- [SOURCE]:
Let’s get this out of the way right now: I am SO going to take advantage of this T-SQL Tuesday on aggregates to talk about OVER() and PARTITION BY. Aggregates and OVER go together like french fries and catsup…sure, you can have them apart, but together they’re just magical.
Note: If you’re not at all familiar with OVER (PARTITION BY) at all, take a quick look at my brief intro, Tip: Over and Partition By.
In my T-SQL Brush-up session (also known as the Forgotten SQL session), I walk my way through fairly random examples set in the AdventureWorks database, and miraculously end up somewhere sensible.
(Tons more good talk and code after the jump…)
Select With Aggregates
Let’s start with a simple SELECT statement, chock full of aggregates:
/*****************************************************************************
------ Aggregates ------
This example gets the count, min/max/avg cost, and category of Products.

- [PROVIDED ENTRIES]:
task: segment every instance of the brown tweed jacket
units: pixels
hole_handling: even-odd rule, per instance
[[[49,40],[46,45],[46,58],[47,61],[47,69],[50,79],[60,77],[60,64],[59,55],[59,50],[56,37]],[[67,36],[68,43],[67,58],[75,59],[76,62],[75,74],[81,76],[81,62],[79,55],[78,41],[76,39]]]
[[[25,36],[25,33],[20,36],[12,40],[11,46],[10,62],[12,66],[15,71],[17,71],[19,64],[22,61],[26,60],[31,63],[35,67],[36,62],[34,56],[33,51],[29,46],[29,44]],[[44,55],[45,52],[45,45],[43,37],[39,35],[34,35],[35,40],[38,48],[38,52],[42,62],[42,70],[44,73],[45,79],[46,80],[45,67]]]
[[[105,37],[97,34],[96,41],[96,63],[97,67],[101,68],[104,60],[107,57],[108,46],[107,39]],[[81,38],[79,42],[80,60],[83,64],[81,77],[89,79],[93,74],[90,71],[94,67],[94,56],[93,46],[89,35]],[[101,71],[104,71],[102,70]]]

- [GOALS]:
(A) Convert the listing for segmenting the brown tweed jacket into a Markdown table with the columns Nr and Line, giving each line its own numbered row and leaving out blank lines.
(B) Carry on the post about T-SQL aggregates and OVER() from the point where it stops.

- [ANSWERS IN ORDER]:
(A)
| Nr | Line |
|---|---|
| 1 | task: segment every instance of the brown tweed jacket |
| 2 | units: pixels |
| 3 | hole_handling: even-odd rule, per instance |
| 4 | [[[49,40],[46,45],[46,58],[47,61],[47,69],[50,79],[60,77],[60,64],[59,55],[59,50],[56,37]],[[67,36],[68,43],[67,58],[75,59],[76,62],[75,74],[81,76],[81,62],[79,55],[78,41],[76,39]]] |
| 5 | [[[25,36],[25,33],[20,36],[12,40],[11,46],[10,62],[12,66],[15,71],[17,71],[19,64],[22,61],[26,60],[31,63],[35,67],[36,62],[34,56],[33,51],[29,46],[29,44]],[[44,55],[45,52],[45,45],[43,37],[39,35],[34,35],[35,40],[38,48],[38,52],[42,62],[42,70],[44,73],[45,79],[46,80],[45,67]]] |
| 6 | [[[105,37],[97,34],[96,41],[96,63],[97,67],[101,68],[104,60],[107,57],[108,46],[107,39]],[[81,38],[79,42],[80,60],[83,64],[81,77],[89,79],[93,74],[90,71],[94,67],[94,56],[93,46],[89,35]],[[101,71],[104,71],[102,70]]] |

(B)
****************************************************************************/
SELECT
COUNT(*) ItemCount ,
MIN(P.ListPrice) MinCost ,
MAX(P.ListPrice) MaxCost ,
AVG(P.ListPrice) AvgCost ,
SC.Name [Category]
FROM Production.Product P
LEFT OUTER JOIN Production.ProductSubCategory SC
ON P.ProductSubCategoryID = SC.ProductSubCategoryID
WHERE P.ProductSubCategoryID IS NOT NULL
AND P.Color IS NOT NULL
GROUP BY SC.Name
ORDER BY SC.Name;
That looks easy enough! We’re just getting some item COUNT, MIN/MAX/AVG cost action from our products table.
Rows and Aggregations, Side by Side
But we need a query for a report on individual items, not a summary. We want all the individual data alongside the aggregate data for each group. Enter the OVER (PARTITION BY) clause!
/*******************************************************************************
** OVER allows you to add aggregate columns within a query, without a GROUP BY. **
*******************************************************************************/
SELECT
P.ListPrice ,
COUNT(*) OVER ( PARTITION BY SC.Name ) [Item Count Per Category] , -- How many items IN EACH GROUP (SC.Name is category)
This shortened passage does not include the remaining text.